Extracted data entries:
★ ★ ★ ★
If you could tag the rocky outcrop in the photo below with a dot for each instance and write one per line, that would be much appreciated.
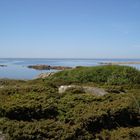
(91, 90)
(48, 67)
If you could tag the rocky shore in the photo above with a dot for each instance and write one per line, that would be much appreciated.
(48, 67)
(118, 63)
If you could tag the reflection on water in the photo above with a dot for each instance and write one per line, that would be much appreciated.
(17, 68)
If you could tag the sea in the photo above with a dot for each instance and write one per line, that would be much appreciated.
(17, 68)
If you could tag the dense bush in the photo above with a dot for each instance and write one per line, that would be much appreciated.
(109, 75)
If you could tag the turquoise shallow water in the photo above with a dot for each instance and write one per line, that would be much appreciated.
★ ★ ★ ★
Required action: Could you print, exactly and with nothing else, the lines from the one containing "If you could tag the sea" through the last line of the records above?

Written reply:
If you could tag the sea in the photo above with a dot for each instance and write one per line, that would be much appreciated.
(17, 68)
If you could tag the dense bush in the photo above with a dot for each instance and write one per line, that would be much appreciated.
(109, 75)
If you could tag the turquoise shallow water in the photo above with a dot for each instance and write one per line, that would be much appreciated.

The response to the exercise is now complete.